**Task prompt**. Rewrite the stretch of the material below from the line containing "Placement rule: one point per instance of the white try" through the line containing "column 309, row 361", replacing "try line" with "goal line" and leaving everything else unchanged.

**Information supplied**.
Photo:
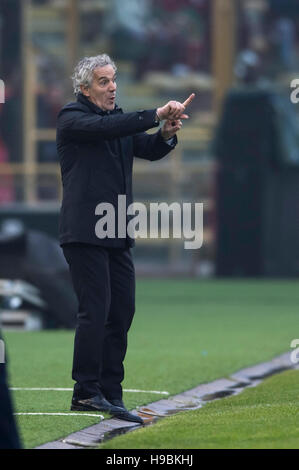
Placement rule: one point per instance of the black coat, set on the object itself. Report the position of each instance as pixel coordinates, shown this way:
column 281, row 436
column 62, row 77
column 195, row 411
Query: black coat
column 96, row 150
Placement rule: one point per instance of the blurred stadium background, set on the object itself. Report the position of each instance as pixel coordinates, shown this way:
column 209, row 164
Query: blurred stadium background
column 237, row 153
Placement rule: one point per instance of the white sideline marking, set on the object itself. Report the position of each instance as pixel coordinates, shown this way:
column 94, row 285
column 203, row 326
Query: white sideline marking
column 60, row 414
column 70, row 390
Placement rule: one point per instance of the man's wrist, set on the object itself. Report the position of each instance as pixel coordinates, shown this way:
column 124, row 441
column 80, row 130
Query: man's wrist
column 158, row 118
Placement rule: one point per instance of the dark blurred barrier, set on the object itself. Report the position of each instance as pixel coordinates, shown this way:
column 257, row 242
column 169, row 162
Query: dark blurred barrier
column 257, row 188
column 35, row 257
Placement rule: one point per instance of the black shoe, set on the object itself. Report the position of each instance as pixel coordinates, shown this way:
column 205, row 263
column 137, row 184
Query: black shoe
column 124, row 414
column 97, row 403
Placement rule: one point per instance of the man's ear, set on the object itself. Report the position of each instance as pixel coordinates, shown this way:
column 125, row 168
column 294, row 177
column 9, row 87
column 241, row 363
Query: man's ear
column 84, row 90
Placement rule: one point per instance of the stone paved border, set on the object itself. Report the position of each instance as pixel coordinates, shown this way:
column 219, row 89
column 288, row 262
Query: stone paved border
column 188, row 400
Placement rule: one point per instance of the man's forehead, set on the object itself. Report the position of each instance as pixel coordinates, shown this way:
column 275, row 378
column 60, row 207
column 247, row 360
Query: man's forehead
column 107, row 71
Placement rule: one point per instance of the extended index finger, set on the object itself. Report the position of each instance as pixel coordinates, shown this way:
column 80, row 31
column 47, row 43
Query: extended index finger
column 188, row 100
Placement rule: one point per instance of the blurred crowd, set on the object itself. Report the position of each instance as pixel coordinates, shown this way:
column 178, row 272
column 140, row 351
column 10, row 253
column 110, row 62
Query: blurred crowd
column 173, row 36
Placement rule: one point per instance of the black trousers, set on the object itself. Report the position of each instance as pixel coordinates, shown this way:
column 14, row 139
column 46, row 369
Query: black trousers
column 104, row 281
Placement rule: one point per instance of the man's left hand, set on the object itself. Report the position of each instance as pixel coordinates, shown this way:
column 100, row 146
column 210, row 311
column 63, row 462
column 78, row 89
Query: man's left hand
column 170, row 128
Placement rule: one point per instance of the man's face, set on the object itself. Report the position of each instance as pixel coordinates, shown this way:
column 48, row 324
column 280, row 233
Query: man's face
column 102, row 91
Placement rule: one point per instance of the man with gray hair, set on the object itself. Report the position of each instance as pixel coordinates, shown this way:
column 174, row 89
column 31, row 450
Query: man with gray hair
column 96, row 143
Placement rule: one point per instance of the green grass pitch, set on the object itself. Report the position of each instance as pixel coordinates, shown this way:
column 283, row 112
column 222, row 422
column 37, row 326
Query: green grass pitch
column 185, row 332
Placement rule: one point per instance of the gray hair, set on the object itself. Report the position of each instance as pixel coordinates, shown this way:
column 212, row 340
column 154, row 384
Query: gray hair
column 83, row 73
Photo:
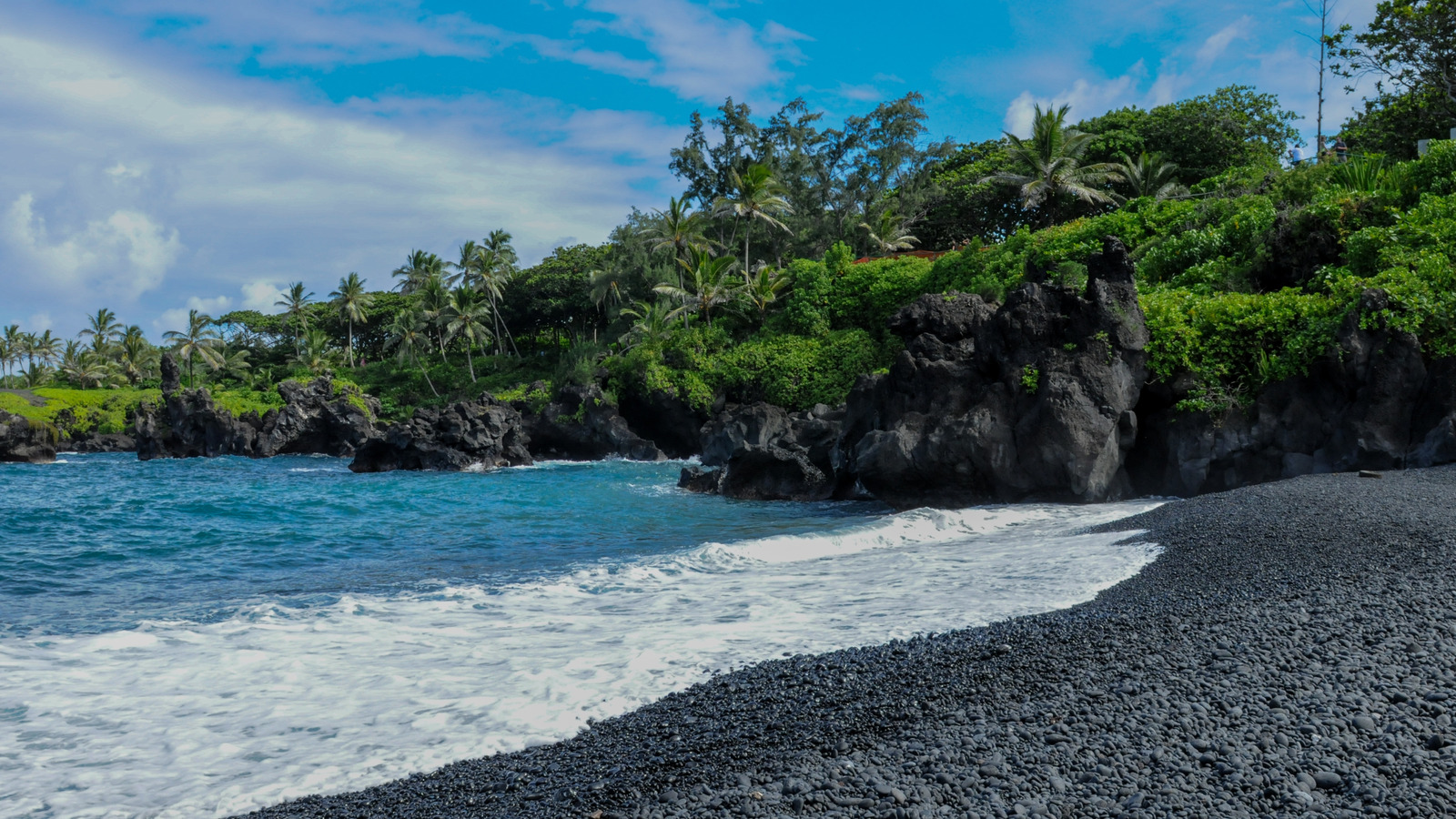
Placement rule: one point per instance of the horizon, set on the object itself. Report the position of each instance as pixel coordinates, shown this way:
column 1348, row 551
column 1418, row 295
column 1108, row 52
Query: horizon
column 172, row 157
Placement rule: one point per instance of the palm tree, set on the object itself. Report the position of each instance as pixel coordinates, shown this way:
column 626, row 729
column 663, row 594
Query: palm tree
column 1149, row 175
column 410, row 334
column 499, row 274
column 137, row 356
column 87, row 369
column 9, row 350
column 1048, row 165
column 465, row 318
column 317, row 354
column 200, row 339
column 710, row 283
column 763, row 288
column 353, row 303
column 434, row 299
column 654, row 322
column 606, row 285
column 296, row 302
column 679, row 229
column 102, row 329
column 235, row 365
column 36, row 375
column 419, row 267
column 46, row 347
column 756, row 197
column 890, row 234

==

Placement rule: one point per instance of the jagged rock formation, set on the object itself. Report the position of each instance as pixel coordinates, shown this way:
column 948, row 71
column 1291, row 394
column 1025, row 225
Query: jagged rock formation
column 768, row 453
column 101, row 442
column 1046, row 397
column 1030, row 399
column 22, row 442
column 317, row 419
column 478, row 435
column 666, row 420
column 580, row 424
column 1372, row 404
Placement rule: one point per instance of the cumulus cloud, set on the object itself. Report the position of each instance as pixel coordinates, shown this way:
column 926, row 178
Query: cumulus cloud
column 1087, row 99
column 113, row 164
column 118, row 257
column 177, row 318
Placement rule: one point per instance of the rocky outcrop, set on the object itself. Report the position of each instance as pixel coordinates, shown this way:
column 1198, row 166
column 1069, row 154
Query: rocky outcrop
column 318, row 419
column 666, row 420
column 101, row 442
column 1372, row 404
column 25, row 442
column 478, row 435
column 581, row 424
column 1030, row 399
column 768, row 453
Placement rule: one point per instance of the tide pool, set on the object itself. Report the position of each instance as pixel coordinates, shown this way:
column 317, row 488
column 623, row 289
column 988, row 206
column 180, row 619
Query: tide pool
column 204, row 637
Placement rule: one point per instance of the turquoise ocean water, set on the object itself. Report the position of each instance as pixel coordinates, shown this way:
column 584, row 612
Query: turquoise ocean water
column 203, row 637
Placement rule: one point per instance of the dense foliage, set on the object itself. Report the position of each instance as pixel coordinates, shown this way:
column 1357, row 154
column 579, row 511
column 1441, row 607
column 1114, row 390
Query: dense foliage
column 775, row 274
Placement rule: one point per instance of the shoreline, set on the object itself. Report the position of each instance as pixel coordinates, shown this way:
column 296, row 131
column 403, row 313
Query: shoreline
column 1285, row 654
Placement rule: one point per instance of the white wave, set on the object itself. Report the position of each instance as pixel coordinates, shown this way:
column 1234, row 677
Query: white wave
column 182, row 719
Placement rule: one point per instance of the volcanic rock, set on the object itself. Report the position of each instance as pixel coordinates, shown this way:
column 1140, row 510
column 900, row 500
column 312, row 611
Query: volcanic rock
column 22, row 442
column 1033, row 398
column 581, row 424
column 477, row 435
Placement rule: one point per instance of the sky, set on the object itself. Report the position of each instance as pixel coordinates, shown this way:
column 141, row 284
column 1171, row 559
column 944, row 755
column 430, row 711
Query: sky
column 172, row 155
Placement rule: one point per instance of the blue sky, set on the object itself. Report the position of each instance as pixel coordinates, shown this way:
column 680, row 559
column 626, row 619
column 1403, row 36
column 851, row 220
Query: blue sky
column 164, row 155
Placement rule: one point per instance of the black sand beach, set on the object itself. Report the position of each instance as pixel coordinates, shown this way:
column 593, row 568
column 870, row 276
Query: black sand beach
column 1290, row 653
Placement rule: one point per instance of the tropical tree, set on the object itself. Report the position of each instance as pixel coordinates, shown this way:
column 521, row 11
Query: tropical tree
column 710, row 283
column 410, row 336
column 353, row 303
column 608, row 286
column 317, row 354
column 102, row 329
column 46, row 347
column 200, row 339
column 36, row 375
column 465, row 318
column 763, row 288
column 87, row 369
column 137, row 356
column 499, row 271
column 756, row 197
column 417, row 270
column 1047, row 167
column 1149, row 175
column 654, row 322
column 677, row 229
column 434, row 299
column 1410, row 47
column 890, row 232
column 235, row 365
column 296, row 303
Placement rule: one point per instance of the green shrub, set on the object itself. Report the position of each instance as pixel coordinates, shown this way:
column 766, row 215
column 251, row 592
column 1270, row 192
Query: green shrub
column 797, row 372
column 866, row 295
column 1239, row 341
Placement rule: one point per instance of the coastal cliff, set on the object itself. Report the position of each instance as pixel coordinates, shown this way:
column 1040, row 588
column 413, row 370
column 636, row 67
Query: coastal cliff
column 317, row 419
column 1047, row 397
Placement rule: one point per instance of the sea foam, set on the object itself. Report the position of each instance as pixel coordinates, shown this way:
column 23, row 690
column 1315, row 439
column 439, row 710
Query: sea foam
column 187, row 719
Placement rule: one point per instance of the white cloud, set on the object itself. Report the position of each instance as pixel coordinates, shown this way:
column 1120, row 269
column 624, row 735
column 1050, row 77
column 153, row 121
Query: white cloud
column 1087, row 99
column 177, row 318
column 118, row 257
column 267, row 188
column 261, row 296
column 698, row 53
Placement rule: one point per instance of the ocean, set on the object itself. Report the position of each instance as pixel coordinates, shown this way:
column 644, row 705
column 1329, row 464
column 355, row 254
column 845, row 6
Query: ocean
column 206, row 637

* * *

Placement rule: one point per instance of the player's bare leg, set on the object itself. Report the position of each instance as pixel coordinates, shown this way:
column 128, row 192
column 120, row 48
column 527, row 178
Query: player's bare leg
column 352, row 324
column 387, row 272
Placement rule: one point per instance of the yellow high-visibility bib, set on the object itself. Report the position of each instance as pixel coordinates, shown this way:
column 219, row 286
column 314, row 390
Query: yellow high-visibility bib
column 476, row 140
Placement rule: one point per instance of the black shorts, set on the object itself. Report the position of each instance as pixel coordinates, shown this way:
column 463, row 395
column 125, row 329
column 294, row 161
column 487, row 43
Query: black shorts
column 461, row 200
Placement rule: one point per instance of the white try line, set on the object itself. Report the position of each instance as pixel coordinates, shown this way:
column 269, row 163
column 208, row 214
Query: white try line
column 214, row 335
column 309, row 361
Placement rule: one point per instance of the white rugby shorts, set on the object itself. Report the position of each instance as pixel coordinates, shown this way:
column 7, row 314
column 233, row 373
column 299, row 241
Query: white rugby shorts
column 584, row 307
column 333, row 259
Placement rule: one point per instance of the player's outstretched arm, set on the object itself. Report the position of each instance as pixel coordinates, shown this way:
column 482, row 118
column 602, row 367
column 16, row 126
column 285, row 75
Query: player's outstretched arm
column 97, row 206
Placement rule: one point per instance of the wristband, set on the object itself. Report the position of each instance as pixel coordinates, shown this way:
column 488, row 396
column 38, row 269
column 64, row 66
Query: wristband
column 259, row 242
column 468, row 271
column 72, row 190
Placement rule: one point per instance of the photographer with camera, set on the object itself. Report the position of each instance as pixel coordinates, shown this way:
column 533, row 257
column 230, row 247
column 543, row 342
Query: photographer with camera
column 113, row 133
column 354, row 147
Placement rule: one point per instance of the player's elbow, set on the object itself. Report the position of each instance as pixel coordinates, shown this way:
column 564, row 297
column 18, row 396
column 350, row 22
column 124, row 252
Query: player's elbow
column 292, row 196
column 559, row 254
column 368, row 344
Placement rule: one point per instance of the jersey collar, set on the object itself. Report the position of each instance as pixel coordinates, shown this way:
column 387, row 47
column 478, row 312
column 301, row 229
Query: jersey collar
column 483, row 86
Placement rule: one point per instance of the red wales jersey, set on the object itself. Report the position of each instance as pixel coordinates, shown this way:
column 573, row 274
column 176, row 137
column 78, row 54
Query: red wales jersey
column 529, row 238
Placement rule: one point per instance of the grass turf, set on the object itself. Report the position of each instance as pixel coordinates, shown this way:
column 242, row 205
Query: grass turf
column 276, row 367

**Solution to this task**.
Placement rule: one point per instance of the white goal line, set on the object itself. Report the position of each instance as pixel coordinates, shown this way:
column 269, row 163
column 208, row 214
Query: white goal line
column 214, row 335
column 309, row 361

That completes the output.